- [PROBLEM STATEMENT]:
Look below for the line with "Annotation guideline: for each instance of the fish eye". Extract that line and each one after it through the last, word for word.

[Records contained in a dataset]
-- Begin --

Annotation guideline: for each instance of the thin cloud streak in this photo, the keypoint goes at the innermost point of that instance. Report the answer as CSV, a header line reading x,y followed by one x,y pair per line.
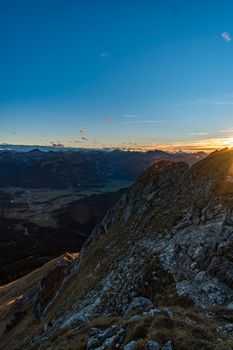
x,y
131,116
144,122
202,133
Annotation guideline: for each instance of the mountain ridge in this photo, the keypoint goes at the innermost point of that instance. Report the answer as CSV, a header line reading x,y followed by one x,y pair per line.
x,y
162,254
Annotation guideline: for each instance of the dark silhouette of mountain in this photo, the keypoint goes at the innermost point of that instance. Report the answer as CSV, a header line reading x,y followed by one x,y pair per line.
x,y
37,169
156,273
25,245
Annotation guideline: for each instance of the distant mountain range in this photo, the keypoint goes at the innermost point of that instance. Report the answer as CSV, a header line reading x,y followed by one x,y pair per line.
x,y
156,273
81,168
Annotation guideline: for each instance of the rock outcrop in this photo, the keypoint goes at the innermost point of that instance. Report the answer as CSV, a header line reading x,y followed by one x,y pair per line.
x,y
157,273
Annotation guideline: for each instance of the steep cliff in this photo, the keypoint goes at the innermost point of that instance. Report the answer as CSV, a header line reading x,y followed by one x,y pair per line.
x,y
157,273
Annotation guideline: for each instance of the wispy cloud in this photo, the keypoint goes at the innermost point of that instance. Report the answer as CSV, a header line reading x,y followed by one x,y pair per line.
x,y
201,133
104,54
108,120
144,122
226,131
226,36
131,116
57,144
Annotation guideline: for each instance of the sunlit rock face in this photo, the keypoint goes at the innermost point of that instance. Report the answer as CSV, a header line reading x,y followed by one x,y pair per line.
x,y
162,255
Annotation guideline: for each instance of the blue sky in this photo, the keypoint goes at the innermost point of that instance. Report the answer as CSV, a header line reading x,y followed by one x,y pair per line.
x,y
137,74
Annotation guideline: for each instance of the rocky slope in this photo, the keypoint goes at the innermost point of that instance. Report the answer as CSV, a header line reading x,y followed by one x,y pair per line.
x,y
65,169
156,274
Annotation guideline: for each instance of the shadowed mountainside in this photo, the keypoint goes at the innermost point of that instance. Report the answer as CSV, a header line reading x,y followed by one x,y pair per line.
x,y
157,271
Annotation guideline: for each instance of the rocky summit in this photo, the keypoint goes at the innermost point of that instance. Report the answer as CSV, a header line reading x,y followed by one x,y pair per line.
x,y
157,273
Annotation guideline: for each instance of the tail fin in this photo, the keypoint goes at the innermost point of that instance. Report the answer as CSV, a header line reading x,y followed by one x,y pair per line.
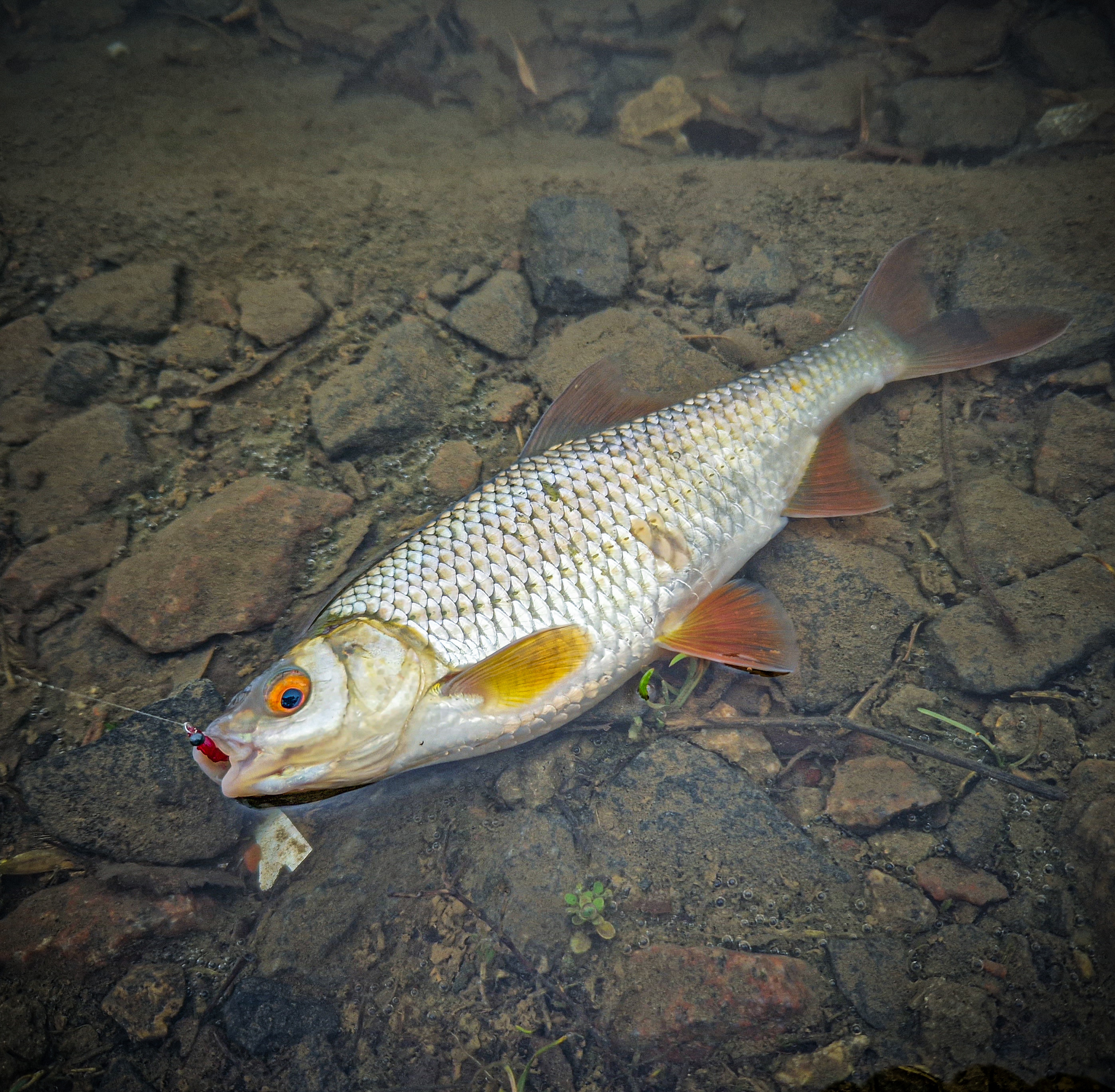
x,y
899,299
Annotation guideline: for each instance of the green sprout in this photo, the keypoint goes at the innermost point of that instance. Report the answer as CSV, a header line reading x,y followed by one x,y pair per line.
x,y
586,907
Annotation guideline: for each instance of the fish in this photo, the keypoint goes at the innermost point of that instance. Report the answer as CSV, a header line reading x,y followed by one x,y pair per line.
x,y
615,538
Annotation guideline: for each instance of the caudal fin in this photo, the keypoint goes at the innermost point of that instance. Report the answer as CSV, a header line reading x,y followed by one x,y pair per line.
x,y
899,300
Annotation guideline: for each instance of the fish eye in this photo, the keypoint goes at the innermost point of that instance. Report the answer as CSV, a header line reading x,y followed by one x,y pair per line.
x,y
288,692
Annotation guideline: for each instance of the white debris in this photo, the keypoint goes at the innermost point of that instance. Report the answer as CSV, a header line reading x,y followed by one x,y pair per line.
x,y
280,846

-- End --

- [THE REPLY]:
Annotation guideline: for each instance of the fish eye in this photo, the keypoint goes at the innermost point of that instance. Report the answer as CSV, a header line reading x,y followed by one x,y pair per line.
x,y
288,692
Annotation guideline: for each instance of the white debris in this photo, the keypoint goes at the innermost point of that instance. Report the answer as CSV, a header line reading x,y followed by one x,y pair per line.
x,y
280,846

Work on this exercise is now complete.